REQUEST: Rewrite the items from their start through the line with "point(879, 71)", swapping "rock" for "stone" and keeping everything else the same.

PROVIDED RECORDS:
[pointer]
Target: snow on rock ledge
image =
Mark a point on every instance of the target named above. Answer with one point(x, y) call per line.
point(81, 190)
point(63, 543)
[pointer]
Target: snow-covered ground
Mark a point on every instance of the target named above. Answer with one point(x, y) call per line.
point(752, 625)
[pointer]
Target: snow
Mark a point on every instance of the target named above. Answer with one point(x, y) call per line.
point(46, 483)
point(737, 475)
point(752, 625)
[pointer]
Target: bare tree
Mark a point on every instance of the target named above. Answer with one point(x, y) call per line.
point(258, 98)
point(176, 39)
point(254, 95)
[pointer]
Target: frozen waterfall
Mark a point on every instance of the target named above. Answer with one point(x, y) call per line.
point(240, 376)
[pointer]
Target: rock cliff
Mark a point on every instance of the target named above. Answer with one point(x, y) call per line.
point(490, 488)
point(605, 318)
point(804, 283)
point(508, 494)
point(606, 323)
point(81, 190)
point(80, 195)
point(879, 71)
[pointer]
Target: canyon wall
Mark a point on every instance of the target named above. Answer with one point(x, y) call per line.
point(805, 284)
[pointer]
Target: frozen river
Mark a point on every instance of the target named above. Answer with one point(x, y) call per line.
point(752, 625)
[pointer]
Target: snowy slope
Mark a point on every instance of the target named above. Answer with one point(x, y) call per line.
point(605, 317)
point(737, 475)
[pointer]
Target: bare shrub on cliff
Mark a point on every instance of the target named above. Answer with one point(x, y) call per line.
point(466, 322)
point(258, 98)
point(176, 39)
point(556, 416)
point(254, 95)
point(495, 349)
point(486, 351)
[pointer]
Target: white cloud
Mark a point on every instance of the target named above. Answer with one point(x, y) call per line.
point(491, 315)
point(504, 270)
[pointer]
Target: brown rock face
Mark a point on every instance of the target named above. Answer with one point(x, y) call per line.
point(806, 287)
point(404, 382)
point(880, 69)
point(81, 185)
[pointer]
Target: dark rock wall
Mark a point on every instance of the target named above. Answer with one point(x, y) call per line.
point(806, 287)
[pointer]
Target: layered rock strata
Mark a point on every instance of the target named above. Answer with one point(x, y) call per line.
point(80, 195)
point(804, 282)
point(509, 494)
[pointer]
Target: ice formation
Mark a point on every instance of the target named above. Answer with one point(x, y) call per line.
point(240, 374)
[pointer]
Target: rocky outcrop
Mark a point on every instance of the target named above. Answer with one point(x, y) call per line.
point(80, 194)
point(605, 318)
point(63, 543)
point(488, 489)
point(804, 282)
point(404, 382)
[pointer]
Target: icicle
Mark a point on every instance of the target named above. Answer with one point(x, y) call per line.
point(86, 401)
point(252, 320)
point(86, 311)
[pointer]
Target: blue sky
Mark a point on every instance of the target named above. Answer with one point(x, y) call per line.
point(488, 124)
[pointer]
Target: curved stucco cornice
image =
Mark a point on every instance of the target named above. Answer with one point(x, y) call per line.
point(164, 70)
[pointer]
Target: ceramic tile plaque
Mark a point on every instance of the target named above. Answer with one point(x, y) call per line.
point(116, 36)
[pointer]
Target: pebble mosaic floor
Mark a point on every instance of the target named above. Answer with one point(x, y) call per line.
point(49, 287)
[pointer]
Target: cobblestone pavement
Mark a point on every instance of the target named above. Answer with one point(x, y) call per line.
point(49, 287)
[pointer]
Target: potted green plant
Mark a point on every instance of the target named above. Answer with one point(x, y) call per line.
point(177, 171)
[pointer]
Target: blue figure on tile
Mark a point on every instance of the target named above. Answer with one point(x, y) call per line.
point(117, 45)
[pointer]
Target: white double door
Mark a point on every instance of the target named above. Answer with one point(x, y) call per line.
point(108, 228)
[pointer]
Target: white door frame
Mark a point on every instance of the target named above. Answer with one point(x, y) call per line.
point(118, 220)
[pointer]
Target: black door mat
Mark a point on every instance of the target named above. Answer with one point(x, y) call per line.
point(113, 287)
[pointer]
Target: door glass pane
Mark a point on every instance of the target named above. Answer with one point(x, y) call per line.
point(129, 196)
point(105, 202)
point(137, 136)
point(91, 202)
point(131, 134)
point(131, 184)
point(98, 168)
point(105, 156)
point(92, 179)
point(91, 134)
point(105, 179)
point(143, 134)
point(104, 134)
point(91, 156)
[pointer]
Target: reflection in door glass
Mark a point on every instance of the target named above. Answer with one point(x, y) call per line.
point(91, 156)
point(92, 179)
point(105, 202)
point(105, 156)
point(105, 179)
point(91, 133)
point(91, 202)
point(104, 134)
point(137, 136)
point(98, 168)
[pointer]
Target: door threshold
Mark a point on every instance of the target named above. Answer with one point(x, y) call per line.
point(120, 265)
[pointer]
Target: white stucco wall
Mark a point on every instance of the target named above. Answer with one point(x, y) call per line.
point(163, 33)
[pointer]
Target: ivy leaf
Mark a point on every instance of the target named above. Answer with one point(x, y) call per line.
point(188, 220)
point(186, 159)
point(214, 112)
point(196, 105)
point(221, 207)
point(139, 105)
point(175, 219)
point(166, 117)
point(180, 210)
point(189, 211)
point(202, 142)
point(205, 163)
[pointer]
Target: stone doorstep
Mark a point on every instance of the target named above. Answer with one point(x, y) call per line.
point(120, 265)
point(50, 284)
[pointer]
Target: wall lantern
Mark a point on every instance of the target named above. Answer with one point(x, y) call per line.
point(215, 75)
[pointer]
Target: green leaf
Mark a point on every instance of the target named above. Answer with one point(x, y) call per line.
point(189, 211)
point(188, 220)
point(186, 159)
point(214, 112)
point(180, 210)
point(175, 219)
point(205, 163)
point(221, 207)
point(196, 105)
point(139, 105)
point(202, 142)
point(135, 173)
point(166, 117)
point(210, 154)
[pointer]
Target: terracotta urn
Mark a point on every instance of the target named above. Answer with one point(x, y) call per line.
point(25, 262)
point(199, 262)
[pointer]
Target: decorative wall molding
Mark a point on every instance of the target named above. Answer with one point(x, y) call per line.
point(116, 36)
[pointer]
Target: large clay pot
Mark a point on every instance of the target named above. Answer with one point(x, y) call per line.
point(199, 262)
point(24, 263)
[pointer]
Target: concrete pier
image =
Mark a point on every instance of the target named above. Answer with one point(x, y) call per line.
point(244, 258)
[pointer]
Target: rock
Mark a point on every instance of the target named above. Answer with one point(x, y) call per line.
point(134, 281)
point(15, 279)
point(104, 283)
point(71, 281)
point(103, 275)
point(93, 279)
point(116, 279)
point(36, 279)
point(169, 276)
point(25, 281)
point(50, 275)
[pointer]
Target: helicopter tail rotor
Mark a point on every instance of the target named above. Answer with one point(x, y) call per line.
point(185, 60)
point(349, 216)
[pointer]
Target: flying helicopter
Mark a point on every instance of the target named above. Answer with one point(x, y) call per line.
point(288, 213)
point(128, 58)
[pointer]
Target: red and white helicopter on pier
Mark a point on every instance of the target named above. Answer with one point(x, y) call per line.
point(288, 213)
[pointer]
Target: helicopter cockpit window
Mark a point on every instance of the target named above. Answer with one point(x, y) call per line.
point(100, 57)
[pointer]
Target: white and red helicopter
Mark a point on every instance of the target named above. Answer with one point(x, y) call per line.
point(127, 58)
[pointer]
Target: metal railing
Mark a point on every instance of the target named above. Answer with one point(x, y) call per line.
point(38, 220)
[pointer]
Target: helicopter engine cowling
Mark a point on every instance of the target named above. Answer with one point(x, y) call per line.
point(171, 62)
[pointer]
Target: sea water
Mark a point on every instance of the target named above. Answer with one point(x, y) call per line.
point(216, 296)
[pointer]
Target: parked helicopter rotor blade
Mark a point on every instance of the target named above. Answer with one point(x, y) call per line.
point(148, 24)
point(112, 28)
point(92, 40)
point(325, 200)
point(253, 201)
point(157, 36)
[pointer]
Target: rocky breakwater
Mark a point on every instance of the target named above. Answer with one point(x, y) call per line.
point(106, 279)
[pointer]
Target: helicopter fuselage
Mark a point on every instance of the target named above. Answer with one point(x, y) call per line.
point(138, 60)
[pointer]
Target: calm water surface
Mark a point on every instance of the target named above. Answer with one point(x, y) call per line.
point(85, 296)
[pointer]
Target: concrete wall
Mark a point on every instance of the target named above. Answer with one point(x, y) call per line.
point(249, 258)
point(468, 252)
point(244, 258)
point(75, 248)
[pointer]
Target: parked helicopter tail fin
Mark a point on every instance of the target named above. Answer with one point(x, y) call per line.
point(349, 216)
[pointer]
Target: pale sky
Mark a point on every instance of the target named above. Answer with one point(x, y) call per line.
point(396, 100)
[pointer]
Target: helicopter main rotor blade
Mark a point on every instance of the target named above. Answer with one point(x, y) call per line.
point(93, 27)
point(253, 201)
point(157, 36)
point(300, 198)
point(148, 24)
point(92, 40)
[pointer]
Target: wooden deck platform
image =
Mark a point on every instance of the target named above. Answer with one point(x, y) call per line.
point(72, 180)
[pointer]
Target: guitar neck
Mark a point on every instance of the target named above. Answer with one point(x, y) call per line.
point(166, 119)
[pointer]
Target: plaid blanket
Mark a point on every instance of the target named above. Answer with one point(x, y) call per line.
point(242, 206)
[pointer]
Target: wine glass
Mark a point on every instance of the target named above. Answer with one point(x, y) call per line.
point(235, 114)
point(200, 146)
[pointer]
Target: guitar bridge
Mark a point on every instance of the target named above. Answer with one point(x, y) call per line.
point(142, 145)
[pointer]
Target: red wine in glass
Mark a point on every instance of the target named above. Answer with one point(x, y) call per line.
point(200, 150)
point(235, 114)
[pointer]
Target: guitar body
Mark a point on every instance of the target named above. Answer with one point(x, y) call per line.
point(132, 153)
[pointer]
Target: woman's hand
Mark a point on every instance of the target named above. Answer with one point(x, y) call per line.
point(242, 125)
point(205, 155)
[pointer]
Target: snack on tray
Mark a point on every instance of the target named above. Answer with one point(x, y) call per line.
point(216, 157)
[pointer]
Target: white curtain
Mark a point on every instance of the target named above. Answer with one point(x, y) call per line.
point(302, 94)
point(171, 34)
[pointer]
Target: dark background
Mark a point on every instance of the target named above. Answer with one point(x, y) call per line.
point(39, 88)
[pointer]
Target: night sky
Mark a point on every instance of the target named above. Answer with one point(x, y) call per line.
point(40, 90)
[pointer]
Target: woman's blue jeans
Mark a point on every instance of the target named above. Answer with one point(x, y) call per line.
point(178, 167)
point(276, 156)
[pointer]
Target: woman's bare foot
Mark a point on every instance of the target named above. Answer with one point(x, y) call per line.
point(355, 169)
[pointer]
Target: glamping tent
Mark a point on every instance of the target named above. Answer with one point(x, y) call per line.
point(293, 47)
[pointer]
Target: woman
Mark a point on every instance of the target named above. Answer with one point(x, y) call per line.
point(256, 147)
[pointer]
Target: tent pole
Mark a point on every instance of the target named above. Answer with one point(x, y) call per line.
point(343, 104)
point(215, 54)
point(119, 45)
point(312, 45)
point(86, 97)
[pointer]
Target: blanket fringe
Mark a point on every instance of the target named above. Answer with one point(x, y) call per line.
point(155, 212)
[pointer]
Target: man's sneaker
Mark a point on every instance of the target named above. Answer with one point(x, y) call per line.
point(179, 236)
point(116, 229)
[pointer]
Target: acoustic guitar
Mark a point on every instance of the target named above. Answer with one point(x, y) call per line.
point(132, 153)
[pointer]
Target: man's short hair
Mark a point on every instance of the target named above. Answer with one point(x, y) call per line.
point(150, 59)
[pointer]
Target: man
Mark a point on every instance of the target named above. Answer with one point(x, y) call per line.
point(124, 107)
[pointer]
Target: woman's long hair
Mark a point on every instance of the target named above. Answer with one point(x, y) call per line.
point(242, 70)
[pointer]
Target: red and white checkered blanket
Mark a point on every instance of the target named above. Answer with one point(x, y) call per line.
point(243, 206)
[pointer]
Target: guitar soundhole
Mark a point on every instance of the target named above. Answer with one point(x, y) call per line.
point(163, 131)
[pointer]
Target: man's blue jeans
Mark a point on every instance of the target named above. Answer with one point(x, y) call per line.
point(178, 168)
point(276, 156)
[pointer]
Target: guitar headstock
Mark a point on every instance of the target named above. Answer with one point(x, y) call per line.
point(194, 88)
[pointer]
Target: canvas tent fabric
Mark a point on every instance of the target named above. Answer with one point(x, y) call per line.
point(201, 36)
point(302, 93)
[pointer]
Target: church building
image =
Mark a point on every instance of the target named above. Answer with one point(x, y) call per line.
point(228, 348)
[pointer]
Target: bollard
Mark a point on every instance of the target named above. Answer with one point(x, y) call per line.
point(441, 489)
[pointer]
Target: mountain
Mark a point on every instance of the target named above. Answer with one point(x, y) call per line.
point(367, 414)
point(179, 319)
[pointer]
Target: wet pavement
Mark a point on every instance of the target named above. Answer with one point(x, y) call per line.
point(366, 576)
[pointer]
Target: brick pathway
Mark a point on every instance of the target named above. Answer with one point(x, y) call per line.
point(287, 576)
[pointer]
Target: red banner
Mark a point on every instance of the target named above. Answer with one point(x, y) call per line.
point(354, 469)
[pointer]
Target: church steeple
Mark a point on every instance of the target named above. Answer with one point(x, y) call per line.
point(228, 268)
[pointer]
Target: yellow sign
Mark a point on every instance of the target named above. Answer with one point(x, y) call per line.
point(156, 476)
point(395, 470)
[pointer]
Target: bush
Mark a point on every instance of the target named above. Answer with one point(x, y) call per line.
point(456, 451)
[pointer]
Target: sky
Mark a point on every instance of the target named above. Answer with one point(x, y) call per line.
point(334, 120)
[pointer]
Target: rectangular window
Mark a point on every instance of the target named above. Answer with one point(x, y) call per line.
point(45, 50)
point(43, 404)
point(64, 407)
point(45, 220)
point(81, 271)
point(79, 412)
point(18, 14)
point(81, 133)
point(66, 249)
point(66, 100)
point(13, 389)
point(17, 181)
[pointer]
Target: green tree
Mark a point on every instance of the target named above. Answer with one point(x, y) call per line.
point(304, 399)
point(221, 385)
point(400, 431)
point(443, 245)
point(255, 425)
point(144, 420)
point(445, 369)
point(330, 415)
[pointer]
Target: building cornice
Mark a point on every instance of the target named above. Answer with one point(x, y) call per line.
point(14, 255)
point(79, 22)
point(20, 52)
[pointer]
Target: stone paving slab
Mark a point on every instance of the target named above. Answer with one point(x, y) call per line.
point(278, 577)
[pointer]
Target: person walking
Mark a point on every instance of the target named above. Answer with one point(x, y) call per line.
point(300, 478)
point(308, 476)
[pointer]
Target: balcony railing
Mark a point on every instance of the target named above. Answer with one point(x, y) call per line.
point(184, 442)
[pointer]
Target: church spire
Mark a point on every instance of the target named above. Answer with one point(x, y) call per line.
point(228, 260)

EXERCISE OUTPUT:
[pointer]
Target: snow on stone ledge
image =
Mark a point on every instance of the target named above. Answer with one point(x, y) call per line.
point(81, 190)
point(63, 543)
[pointer]
Target: snow-covered ground
Mark a point on every instance of the target named above. Answer with one point(x, y) call per line.
point(752, 625)
[pointer]
Target: snow
Mark a point on every instance of the target named above. Answer with one point(x, y) call per line.
point(46, 483)
point(737, 475)
point(752, 625)
[pointer]
Target: bare tree
Mark a point on every instance of the target named above. Answer with one point(x, y) call per line.
point(258, 98)
point(176, 39)
point(254, 95)
[pointer]
Target: frozen waterfall
Mark a point on every instance of the target named above. Answer with one point(x, y) call per line.
point(240, 376)
[pointer]
Target: stone cliff
Mark a point on every instance of the target named above. Answer with one point(x, y) call per line.
point(490, 488)
point(605, 318)
point(804, 283)
point(508, 494)
point(606, 323)
point(81, 190)
point(80, 195)
point(879, 71)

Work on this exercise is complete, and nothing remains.